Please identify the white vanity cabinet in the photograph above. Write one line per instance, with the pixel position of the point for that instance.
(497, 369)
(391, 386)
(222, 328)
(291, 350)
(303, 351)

▶ **Task details**
Word for word, transcribe all of the entries shown above.

▶ **Solution to the problem**
Please identify the white vanity cabinet in the photograph above. Write one line per instance, with the pixel position of the point for that instance.
(497, 369)
(391, 386)
(222, 328)
(291, 350)
(303, 351)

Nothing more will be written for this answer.